== Aim ==
Render the records from the line containing "Pretty please, detect the green shrub" through the line containing "[615,658,960,720]", both included, as a Markdown table with a Row column giving each line's number and a Line column giving the line itself, leaving out blank lines.

== Records to use ==
================================

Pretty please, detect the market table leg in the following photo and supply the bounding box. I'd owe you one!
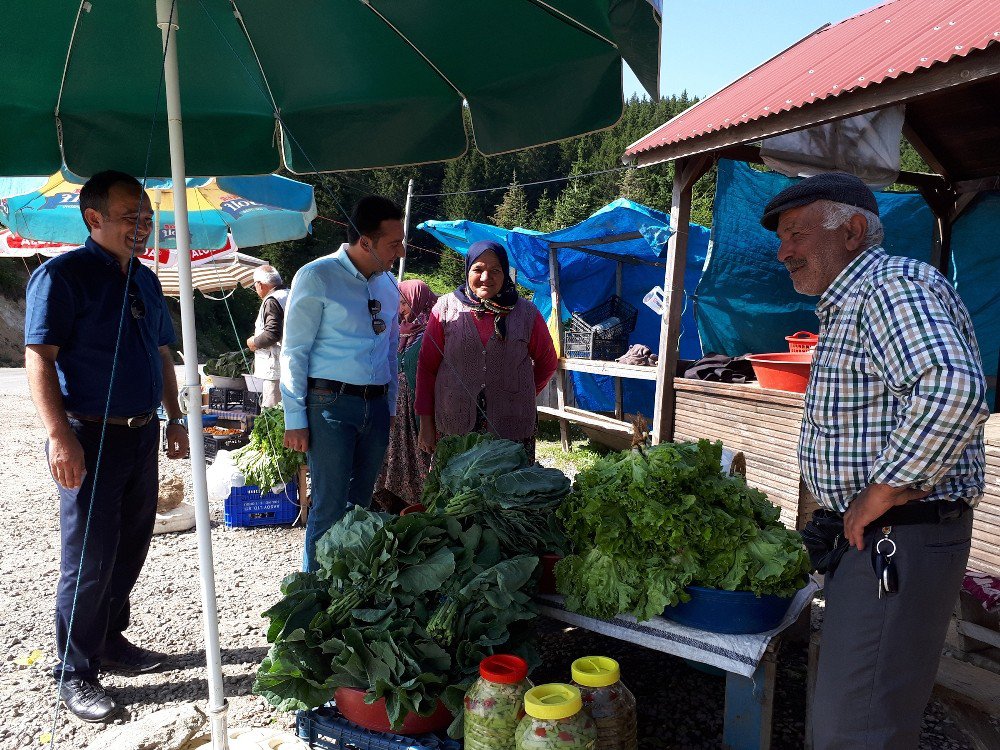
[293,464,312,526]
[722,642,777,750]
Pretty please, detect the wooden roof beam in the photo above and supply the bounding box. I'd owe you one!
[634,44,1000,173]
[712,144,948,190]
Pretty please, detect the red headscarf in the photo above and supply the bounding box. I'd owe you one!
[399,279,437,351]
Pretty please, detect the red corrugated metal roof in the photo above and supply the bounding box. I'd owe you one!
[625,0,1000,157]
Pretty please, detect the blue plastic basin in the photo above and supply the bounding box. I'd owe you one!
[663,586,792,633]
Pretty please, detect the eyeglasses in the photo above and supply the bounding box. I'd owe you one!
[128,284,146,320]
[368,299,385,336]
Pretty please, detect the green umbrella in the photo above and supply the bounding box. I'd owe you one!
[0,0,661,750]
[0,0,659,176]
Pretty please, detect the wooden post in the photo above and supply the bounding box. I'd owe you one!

================================

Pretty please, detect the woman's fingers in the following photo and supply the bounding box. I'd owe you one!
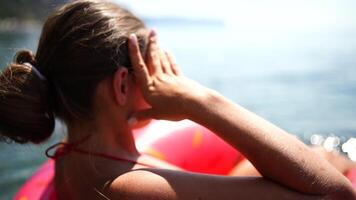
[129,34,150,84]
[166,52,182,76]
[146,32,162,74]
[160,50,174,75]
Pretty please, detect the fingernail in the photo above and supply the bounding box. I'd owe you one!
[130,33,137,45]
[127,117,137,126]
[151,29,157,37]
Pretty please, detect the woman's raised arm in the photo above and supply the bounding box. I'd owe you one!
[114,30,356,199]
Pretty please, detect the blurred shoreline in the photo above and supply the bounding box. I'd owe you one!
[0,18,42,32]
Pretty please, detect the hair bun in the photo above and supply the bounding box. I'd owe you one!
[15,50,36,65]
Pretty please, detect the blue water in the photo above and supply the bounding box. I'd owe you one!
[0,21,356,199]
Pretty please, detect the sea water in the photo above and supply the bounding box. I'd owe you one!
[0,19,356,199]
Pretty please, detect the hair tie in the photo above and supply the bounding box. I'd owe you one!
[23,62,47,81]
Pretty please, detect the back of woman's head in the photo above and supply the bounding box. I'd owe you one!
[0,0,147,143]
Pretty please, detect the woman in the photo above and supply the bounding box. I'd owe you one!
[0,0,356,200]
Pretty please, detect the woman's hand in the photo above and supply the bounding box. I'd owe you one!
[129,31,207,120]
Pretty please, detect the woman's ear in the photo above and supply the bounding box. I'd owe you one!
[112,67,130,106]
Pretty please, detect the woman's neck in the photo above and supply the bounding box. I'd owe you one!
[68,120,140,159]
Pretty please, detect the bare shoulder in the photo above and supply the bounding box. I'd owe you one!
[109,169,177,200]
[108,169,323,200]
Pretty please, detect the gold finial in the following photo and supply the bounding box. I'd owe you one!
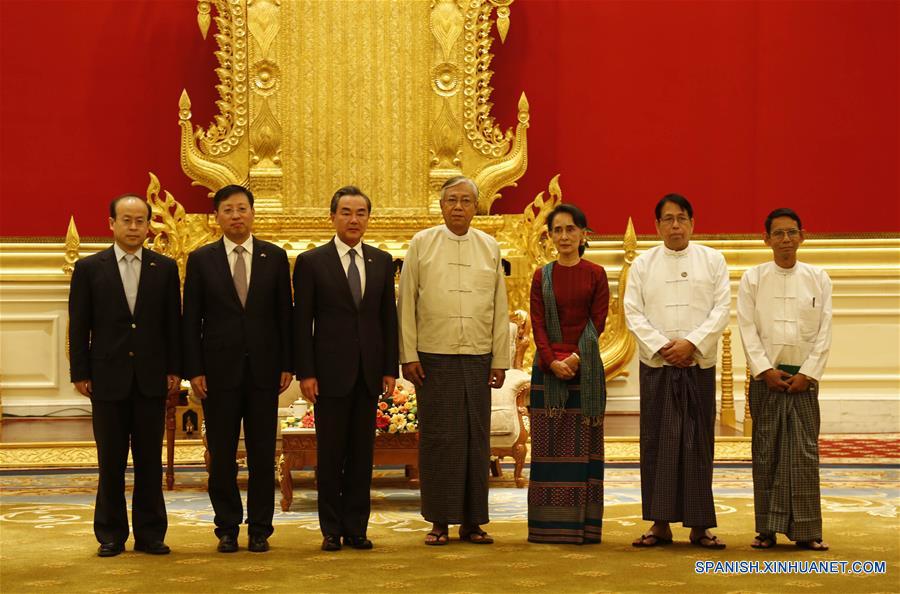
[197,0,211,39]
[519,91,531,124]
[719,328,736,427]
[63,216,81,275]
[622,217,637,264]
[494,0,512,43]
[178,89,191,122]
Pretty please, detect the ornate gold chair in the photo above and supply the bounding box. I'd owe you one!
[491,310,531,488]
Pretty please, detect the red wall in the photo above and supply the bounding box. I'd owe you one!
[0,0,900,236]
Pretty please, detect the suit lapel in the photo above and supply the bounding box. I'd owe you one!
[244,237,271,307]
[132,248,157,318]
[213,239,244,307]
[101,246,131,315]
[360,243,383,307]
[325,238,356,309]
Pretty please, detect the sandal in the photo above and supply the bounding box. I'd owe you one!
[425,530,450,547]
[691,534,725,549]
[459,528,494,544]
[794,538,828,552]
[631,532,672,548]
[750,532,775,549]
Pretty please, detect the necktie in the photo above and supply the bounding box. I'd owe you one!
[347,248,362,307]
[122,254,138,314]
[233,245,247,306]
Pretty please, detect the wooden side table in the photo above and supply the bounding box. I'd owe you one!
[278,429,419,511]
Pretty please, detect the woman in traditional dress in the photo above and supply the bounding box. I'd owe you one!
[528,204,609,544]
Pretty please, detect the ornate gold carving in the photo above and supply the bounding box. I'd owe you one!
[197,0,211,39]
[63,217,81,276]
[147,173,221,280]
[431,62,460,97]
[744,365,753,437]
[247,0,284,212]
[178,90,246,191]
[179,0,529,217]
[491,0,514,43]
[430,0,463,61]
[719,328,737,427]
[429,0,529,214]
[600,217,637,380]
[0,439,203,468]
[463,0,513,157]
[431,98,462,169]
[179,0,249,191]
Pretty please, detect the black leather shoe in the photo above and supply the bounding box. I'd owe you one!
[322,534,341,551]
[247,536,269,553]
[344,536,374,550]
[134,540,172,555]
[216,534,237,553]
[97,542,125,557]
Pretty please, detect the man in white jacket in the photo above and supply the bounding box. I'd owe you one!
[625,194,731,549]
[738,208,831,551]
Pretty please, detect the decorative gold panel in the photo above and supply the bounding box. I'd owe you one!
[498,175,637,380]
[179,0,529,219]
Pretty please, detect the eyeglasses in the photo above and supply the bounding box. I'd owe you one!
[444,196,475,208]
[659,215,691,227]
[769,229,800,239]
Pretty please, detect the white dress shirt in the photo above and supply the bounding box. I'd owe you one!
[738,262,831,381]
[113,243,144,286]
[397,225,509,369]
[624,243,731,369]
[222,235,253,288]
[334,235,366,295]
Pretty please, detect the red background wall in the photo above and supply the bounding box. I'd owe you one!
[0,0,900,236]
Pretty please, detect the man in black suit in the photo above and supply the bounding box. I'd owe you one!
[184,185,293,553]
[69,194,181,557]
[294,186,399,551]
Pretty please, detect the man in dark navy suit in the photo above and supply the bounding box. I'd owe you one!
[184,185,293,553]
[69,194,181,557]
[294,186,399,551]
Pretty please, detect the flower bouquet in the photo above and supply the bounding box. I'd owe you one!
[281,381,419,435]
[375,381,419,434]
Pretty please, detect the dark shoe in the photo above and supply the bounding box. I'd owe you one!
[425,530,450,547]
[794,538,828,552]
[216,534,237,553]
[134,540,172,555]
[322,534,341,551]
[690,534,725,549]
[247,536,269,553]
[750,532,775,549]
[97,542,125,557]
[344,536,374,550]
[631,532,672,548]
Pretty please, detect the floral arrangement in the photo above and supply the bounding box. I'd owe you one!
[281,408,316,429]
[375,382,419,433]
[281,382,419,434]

================================

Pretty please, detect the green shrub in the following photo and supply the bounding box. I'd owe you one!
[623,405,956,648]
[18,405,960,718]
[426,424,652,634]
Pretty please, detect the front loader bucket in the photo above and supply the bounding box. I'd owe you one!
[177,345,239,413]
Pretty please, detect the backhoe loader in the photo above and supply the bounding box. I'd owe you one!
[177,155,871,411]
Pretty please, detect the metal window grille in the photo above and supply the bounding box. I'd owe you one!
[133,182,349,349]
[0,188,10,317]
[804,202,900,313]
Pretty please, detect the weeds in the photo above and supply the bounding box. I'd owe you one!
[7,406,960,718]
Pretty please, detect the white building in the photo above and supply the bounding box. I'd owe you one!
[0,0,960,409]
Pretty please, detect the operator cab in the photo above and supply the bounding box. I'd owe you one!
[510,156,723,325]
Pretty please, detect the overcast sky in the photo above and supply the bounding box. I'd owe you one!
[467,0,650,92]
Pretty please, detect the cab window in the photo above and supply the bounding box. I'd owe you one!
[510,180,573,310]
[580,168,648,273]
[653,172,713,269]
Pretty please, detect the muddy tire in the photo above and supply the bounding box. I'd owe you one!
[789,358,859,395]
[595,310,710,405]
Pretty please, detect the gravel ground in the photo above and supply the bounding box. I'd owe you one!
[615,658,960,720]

================================

== Full response ==
| Row | Line |
|---|---|
| 1 | Pretty please, detect the green shrub in the following photo and supply the bounding box. I'd owe you one! |
| 2 | [623,405,956,648] |
| 3 | [18,405,960,718] |
| 4 | [426,424,652,634] |
| 5 | Pretty please, detect the front loader bucket in the photo above and supply the bounding box. I'd owe you one! |
| 6 | [177,345,239,413] |
| 7 | Pretty please, detect the backhoe loader in the photo above and supply the bounding box. I'd owe you one! |
| 8 | [177,155,871,411] |
| 9 | Pretty please, detect the metal window grille in the photo above and supply the bounding box. I'd owe you one! |
| 10 | [133,182,349,349] |
| 11 | [0,188,10,317] |
| 12 | [804,202,900,313] |
| 13 | Pretty please, detect the weeds in the photo above and supply the bounding box. I'd owe you one! |
| 14 | [7,406,960,718] |
| 15 | Pretty please, detect the white building in the photo above and supply the bounding box. I'd owe you one! |
| 16 | [0,0,960,409] |
| 17 | Pretty please, detect the operator cab in the photo above and supply the bounding box. I'd owe you one! |
| 18 | [510,156,723,325] |
| 19 | Pretty please, detect the overcast sky in the photo above and supply the bounding box. I'd owe you one! |
| 20 | [467,0,650,92] |
| 21 | Pretty please, detect the cab window in the photo above and supply the bounding box. I'd owe you one! |
| 22 | [510,180,573,310] |
| 23 | [580,168,648,273] |
| 24 | [653,172,713,269] |
| 25 | Pretty please, detect the muddy tire in the photo above and supply the bounding box. I'd owe you one! |
| 26 | [789,358,859,395] |
| 27 | [595,310,710,405] |
| 28 | Pretty please, detect the gravel ground in the photo above and supply the bounding box. I'd owe you one! |
| 29 | [615,658,960,720] |